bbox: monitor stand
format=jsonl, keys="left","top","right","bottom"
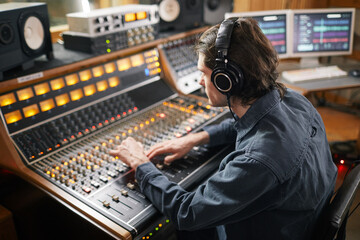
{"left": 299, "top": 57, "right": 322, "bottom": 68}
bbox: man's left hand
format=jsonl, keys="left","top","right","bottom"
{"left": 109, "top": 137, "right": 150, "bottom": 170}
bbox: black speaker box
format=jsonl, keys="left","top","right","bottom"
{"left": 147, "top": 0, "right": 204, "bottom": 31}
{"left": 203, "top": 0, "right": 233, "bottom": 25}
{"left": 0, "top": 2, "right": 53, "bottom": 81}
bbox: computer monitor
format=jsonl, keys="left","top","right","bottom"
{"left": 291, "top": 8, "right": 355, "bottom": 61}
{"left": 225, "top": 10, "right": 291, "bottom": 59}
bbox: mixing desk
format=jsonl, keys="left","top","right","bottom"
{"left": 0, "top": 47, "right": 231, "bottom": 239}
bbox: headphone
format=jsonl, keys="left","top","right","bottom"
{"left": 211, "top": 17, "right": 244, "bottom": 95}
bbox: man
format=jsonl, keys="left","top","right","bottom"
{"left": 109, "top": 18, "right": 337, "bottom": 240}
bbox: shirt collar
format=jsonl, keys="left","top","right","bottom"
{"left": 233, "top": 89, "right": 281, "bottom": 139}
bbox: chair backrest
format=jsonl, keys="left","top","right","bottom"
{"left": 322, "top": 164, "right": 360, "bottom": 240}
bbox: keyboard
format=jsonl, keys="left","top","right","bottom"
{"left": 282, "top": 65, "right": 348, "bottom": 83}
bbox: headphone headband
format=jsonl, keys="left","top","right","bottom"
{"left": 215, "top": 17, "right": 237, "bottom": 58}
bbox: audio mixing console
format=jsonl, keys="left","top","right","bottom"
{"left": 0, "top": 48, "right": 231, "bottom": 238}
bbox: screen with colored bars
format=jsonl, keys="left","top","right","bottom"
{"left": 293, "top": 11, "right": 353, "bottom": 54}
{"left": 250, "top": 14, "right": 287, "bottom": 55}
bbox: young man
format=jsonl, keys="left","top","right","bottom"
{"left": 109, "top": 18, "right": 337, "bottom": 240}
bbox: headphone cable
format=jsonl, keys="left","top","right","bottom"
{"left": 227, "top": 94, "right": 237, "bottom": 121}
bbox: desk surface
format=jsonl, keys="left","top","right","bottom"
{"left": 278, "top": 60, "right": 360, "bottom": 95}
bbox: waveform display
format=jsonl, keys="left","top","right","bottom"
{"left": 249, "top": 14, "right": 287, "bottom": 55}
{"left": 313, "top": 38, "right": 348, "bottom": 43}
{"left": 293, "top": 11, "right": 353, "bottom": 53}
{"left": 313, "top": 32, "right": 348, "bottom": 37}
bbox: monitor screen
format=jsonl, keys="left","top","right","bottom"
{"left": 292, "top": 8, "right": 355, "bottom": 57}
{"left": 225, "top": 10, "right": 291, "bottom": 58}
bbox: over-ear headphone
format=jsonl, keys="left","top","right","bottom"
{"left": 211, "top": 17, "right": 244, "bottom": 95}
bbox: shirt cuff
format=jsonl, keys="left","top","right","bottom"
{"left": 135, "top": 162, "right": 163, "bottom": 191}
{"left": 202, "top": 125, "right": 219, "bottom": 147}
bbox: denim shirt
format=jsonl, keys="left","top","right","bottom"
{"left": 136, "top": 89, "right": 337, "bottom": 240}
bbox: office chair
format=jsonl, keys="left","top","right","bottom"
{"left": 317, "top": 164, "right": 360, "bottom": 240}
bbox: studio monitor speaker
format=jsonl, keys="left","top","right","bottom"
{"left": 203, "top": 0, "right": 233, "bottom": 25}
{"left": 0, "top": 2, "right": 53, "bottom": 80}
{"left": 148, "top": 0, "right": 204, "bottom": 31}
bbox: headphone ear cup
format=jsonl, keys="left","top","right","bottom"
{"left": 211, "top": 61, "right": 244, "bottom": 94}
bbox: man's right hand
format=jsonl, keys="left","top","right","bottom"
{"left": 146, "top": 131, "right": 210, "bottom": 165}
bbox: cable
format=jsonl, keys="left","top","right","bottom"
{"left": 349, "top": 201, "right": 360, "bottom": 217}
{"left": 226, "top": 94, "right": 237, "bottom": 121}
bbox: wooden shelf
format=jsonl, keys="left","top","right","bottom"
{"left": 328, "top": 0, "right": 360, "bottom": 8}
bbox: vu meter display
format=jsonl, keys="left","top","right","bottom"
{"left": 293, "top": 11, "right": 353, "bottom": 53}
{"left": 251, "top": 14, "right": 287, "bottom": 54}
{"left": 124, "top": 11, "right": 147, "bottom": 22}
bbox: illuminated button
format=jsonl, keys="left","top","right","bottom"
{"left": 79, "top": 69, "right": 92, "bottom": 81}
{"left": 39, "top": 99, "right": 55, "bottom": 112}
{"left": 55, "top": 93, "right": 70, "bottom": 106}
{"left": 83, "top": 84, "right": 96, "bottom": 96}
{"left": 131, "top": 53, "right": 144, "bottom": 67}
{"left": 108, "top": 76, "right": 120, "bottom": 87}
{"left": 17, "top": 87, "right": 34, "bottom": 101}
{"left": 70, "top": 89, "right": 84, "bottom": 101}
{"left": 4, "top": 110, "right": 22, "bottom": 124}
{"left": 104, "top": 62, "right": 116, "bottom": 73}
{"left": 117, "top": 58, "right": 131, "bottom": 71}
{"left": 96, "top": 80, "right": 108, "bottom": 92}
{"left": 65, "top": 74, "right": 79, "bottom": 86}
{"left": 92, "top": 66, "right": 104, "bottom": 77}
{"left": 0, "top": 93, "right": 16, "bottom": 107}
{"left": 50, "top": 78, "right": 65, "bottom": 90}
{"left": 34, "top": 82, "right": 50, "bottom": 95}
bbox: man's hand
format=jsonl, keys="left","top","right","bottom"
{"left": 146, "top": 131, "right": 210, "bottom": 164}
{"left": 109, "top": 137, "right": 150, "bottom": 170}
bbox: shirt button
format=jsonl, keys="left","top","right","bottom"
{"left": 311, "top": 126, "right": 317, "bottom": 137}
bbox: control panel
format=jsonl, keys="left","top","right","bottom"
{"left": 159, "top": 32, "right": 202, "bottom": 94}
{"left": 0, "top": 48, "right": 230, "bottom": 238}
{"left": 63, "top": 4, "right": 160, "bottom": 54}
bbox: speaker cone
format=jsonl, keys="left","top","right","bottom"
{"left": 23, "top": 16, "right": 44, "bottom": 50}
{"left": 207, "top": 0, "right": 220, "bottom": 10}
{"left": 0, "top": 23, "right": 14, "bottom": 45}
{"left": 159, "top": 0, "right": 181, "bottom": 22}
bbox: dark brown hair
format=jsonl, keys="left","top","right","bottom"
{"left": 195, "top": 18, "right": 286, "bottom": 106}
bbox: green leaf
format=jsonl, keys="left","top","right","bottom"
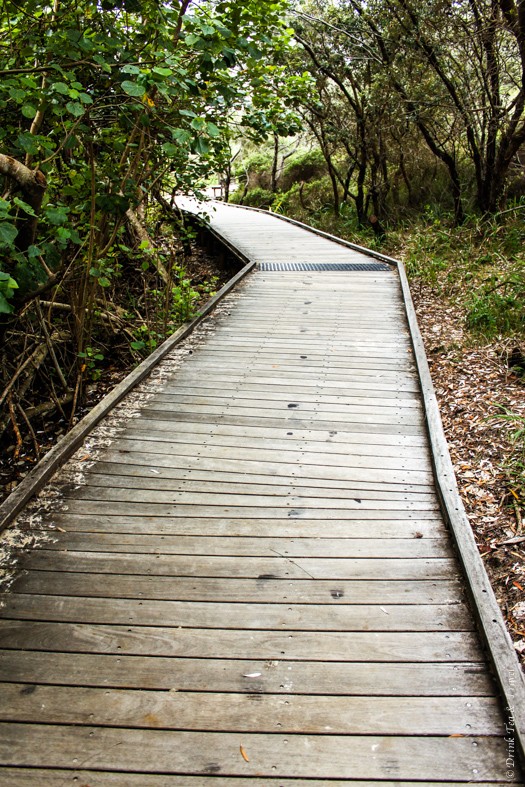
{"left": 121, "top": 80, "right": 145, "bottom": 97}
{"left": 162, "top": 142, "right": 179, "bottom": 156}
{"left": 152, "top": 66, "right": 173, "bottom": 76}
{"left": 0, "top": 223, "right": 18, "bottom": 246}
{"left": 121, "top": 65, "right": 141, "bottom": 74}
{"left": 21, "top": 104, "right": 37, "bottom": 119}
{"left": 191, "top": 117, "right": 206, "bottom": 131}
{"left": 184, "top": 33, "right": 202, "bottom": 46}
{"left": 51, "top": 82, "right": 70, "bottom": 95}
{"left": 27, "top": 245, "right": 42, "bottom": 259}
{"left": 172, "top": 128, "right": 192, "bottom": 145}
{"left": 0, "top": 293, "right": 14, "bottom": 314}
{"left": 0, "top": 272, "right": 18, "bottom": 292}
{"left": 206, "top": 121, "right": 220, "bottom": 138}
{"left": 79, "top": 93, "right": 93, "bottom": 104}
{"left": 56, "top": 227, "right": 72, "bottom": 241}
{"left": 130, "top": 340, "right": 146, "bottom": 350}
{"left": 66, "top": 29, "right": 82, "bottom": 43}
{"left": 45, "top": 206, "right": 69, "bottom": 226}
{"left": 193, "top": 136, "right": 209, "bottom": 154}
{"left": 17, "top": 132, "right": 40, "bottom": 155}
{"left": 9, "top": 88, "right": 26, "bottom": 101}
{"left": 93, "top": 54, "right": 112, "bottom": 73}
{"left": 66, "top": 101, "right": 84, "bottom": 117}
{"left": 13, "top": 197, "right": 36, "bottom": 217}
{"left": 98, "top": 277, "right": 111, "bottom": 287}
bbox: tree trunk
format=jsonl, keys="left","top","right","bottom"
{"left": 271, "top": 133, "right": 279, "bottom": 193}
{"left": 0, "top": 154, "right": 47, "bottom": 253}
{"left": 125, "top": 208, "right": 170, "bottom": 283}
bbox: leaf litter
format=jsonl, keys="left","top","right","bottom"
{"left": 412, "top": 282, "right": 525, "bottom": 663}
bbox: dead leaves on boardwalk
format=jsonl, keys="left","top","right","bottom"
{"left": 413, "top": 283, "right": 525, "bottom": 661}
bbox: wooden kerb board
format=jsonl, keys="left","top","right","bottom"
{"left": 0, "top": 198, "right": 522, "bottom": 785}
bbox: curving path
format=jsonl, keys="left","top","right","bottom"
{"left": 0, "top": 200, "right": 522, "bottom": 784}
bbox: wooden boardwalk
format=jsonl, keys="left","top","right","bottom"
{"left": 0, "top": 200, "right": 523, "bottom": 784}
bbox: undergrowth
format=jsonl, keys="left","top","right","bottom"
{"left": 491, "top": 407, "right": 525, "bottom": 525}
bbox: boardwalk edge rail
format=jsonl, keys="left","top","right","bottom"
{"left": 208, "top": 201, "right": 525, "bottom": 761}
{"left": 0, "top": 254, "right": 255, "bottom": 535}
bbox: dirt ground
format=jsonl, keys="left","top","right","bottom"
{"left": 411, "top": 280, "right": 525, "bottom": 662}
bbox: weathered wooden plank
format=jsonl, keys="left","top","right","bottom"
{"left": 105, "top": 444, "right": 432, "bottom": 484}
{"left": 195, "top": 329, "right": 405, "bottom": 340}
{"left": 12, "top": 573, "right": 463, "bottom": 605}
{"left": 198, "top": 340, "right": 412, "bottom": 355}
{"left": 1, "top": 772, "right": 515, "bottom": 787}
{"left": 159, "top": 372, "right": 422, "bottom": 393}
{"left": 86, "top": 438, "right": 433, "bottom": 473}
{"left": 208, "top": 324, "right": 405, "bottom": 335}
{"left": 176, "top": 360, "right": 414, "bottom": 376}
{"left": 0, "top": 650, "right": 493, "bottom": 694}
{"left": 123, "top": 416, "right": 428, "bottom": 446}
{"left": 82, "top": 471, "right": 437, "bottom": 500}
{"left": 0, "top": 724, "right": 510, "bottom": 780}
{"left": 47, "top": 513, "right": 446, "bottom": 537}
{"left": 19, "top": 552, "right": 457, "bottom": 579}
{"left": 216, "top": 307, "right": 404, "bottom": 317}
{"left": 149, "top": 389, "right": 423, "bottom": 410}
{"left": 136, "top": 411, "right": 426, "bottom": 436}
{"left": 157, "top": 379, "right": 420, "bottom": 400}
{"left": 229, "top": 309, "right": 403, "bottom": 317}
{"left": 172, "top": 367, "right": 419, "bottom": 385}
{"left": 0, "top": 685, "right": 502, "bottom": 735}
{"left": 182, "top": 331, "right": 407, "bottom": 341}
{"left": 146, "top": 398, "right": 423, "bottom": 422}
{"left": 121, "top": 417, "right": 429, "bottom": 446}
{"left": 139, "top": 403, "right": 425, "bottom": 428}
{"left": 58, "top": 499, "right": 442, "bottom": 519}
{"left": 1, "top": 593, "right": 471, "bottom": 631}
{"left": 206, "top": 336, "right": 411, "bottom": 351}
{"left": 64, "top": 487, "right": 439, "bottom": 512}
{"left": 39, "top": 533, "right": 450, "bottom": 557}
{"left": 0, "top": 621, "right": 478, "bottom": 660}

...

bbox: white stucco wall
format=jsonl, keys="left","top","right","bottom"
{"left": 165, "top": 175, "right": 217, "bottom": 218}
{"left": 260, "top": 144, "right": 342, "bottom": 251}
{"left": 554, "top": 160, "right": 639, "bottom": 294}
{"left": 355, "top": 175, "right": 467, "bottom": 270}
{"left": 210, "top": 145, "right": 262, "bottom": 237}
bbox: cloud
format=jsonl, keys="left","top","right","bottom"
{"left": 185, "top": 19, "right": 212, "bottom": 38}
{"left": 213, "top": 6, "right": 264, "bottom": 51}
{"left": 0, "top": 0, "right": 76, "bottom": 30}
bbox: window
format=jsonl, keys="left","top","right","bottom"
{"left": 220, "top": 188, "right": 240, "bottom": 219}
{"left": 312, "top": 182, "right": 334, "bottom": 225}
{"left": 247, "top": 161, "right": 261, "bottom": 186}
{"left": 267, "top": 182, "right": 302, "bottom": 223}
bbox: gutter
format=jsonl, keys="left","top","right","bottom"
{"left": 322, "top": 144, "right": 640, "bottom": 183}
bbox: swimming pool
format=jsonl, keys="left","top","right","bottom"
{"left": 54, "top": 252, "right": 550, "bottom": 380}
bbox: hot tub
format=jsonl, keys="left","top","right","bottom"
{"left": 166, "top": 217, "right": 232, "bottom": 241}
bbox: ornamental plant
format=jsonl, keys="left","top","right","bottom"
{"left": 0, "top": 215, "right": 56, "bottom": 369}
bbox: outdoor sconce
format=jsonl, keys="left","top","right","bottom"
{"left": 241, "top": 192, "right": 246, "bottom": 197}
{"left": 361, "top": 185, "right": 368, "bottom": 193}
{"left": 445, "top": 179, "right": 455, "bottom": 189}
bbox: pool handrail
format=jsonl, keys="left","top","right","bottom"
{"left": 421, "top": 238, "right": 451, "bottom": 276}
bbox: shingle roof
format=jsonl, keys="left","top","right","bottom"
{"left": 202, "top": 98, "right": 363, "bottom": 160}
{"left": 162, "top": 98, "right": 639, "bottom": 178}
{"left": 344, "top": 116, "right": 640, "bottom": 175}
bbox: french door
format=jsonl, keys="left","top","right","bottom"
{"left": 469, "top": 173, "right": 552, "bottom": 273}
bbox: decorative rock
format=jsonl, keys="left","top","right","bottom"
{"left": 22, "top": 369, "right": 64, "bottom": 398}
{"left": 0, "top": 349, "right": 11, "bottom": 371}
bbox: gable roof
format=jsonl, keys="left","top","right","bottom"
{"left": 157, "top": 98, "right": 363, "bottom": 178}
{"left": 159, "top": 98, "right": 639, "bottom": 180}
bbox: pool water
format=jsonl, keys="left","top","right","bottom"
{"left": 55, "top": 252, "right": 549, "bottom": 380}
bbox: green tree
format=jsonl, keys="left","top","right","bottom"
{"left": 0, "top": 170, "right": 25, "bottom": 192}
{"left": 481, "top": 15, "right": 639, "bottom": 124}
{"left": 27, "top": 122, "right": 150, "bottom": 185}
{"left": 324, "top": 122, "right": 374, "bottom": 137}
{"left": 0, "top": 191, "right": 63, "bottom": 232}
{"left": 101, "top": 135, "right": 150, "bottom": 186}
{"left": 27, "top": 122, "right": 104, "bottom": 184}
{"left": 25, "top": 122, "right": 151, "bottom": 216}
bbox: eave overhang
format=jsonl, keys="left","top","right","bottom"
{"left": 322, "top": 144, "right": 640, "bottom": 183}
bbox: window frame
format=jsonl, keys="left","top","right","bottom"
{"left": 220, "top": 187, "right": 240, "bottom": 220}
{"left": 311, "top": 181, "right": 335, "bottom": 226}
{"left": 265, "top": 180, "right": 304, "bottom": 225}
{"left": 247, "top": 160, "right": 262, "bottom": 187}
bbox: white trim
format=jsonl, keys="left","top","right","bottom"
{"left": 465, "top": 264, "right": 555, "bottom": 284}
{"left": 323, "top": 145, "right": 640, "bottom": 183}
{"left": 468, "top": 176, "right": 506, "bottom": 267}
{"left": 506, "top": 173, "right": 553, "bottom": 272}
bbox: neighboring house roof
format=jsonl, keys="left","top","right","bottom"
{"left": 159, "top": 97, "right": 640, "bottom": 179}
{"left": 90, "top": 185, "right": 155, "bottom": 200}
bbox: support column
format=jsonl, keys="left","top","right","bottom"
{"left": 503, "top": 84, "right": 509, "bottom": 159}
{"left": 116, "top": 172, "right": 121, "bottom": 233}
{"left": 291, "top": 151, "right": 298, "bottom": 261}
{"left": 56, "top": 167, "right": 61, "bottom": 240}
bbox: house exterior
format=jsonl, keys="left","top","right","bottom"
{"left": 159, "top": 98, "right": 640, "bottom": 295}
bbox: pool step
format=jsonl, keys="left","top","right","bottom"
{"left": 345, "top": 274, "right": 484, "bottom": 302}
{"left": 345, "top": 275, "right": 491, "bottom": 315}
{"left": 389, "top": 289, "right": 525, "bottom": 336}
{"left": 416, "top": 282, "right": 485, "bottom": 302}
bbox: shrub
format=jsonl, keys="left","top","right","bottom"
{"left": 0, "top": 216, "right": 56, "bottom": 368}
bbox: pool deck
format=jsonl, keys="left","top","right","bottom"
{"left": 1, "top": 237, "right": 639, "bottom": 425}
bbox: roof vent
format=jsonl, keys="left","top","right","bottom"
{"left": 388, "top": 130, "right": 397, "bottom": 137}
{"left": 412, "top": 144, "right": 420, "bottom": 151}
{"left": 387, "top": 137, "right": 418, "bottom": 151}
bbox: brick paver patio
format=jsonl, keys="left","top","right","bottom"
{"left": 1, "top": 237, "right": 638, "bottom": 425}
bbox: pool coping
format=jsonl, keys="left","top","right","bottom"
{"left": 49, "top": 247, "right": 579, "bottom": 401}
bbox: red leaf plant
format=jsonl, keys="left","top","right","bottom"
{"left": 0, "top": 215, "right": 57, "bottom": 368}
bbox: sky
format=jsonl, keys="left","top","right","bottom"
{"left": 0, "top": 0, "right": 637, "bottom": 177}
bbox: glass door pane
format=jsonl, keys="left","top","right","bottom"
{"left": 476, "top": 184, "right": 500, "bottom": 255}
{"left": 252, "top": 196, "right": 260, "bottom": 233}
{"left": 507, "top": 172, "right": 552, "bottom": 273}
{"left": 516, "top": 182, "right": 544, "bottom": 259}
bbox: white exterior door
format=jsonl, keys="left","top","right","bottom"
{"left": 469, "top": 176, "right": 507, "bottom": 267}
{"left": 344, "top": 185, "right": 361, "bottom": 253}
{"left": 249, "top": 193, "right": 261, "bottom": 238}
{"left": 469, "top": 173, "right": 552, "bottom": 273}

EXERCISE DIRECTIONS. Beginning with the line above that contains "bbox: hot tub", copy each line exactly up to and including the line that contains "bbox: french door", and go no further.

SOLUTION BELOW.
bbox: hot tub
format=jsonl, keys="left","top","right","bottom"
{"left": 166, "top": 217, "right": 232, "bottom": 241}
bbox: ornamental plant
format=jsonl, keys="left","top","right","bottom"
{"left": 0, "top": 215, "right": 56, "bottom": 369}
bbox: outdoor sconce
format=jsonl, keys="left","top","right","bottom"
{"left": 241, "top": 192, "right": 246, "bottom": 197}
{"left": 361, "top": 185, "right": 368, "bottom": 193}
{"left": 445, "top": 179, "right": 455, "bottom": 189}
bbox: pool handrail
format=jsonl, keys="left","top","right","bottom"
{"left": 421, "top": 238, "right": 451, "bottom": 276}
bbox: shingle roof
format=jsonl, keys="left","top","right","bottom"
{"left": 202, "top": 98, "right": 363, "bottom": 160}
{"left": 162, "top": 98, "right": 639, "bottom": 178}
{"left": 344, "top": 116, "right": 640, "bottom": 175}
bbox: french door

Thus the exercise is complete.